Thursday, March 12, 2009

WBC - A work in progress

Having attended all six World Baseball Classic games in Toronto, it's clear that there are three major issues that need addressing.

1. Better Pitching - There's an argument to be made for better players all together, but most teams in the WBC have been able to field reasonably good hitters.

However, in 2009 every national team has been refused by at least one high profile pitcher.

According to local radio broadcasts, Team USA had to make 60 phone calls to patch together their rotation. Fortunately, the United States has the largest population base of any country participating, and they were still able to turn up the likes of Jake Peavy, Roy Oswalt and J.J. Putz.

Other teams were not so fortunate.

Venezuala would undoubtedly be stronger with Johan Sanatana as their anchor, and it was apparent to all that the absence of Jeff Francis, Ryan Dempster, Rich Harden and Eric Bedard led to the early dismissal of Team Canada.
.....
TO-DO LIST —
A) Write out the World Baseball Classic post from "WBC - A work" to "reasonably good hitters.", word for word.
B) Pick up the World Baseball Classic post after its final sentence and carry it forward.

ENTRIES SHOWN —
.....
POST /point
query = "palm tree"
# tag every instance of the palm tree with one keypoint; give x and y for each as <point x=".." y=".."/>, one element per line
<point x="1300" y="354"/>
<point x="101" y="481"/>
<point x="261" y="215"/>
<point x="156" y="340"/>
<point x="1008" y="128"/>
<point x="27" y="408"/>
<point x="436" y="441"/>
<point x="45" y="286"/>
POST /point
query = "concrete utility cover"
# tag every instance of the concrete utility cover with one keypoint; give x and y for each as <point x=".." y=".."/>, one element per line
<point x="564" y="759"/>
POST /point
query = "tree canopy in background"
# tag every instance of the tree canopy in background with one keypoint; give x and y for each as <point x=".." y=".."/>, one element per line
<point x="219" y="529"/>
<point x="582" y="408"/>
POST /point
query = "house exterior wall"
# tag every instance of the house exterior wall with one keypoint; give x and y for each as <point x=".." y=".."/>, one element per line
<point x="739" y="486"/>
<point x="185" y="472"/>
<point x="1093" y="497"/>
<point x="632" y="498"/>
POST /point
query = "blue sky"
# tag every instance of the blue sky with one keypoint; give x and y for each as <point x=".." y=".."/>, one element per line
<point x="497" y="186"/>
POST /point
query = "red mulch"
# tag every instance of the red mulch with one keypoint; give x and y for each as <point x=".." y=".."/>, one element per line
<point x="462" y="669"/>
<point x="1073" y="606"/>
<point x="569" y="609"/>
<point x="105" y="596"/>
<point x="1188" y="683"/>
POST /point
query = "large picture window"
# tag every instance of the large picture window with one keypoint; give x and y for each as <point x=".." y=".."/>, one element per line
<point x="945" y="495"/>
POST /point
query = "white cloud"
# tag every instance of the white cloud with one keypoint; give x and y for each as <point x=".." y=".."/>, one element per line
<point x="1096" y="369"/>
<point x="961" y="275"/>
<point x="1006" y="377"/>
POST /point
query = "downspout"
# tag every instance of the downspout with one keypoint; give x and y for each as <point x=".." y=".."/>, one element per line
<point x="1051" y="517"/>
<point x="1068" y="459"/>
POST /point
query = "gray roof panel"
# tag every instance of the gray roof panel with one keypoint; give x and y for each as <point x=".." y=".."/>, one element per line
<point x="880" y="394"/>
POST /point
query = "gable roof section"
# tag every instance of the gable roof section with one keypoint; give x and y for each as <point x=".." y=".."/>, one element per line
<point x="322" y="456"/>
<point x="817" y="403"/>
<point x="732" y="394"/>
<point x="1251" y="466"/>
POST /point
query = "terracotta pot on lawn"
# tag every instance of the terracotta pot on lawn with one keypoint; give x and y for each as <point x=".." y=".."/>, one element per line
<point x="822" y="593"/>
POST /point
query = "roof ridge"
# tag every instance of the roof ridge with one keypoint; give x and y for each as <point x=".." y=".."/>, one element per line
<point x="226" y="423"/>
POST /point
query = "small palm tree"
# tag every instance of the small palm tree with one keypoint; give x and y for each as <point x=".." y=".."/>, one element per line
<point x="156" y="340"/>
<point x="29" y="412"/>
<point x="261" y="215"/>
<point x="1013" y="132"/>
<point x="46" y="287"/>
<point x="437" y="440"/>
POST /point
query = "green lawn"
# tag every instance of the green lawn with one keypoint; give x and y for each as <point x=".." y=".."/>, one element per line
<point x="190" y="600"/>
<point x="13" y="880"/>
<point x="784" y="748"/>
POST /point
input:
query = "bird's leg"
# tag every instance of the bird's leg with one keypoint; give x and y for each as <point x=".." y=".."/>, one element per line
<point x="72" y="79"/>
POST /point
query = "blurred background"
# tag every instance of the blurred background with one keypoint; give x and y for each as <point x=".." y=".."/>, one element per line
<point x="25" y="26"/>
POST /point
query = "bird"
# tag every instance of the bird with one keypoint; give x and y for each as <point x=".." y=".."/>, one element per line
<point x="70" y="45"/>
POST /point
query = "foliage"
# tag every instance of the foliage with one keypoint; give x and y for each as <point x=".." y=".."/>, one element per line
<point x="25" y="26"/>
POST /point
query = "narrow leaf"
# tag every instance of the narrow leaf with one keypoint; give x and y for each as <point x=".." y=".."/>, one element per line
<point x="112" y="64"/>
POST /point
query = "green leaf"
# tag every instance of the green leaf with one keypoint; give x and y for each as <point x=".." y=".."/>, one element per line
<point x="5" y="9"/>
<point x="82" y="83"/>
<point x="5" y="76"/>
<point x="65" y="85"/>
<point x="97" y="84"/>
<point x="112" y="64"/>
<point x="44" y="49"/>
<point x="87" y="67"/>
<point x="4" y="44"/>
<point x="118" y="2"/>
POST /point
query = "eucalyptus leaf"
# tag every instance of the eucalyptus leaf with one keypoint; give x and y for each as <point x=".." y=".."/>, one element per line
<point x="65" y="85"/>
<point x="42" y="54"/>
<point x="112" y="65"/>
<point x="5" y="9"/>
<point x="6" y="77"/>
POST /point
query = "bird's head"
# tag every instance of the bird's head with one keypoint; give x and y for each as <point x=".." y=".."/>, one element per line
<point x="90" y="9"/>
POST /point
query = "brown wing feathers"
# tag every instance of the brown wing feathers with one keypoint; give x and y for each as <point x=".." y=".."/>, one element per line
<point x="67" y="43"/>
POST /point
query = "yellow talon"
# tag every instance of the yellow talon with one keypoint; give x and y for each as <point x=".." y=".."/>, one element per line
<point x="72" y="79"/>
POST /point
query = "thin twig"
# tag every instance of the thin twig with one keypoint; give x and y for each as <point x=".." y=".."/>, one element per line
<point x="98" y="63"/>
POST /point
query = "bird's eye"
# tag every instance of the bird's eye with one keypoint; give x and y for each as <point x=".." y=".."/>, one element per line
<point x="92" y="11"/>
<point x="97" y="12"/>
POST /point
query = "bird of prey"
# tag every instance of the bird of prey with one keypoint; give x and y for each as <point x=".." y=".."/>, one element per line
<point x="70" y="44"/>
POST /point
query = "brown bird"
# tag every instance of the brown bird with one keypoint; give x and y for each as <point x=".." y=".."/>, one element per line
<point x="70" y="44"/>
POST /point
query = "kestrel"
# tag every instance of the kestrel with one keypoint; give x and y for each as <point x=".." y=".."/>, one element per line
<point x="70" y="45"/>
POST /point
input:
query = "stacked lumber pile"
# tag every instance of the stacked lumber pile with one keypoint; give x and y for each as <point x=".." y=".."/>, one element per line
.....
TASK RESPONSES —
A)
WBC - A work in progress

Having attended all six World Baseball Classic games in Toronto, it's clear that there are three major issues that need addressing.

1. Better Pitching - There's an argument to be made for better players all together, but most teams in the WBC have been able to field reasonably good hitters.

B)
The lack of high-calibre pitching hurt the quality of the games. Instead of seeing great hitters battle through at bats, most outs came from ground balls and pop flys. Not exactly gripping drama.

2. Shorter Games - Major League Baseball is trying to sell baseball to the rest of the world. The targets aren't the United States, Cuba or Japan where baseball is already loved, but Australia, Canada, Italy, South Africa and the Netherlands. Bud Selig wants the sport to take off in countries that have disposable incomes but baseball is not popular.

But a four hour game between Italy and Canada? Six, seven, eight pitching changes per team? Brutal.

Long, boring games will not capture people's imaginations. Marathon games are no way to sell a sport to fans of fast-paced games like hockey, soccer and basketball.

3. Better Umpires - In fairness, the officiating at the SkyDome wasn't biased.

It was just bad in general.

Phantom tags. Fluctuating strike zones. The calls were inconsistent for all four teams, that I can only assume the players were pulling their hair out.

In particular, Marvin Hudson, the home plate umpire for the Italy/Canada game was troublesome. With him at the plate, pitches in the same location were called as both balls and strikes.

Again, if the WBC is meant to be an introduction to baseball, shouldn't the officiating be at the highest level as well?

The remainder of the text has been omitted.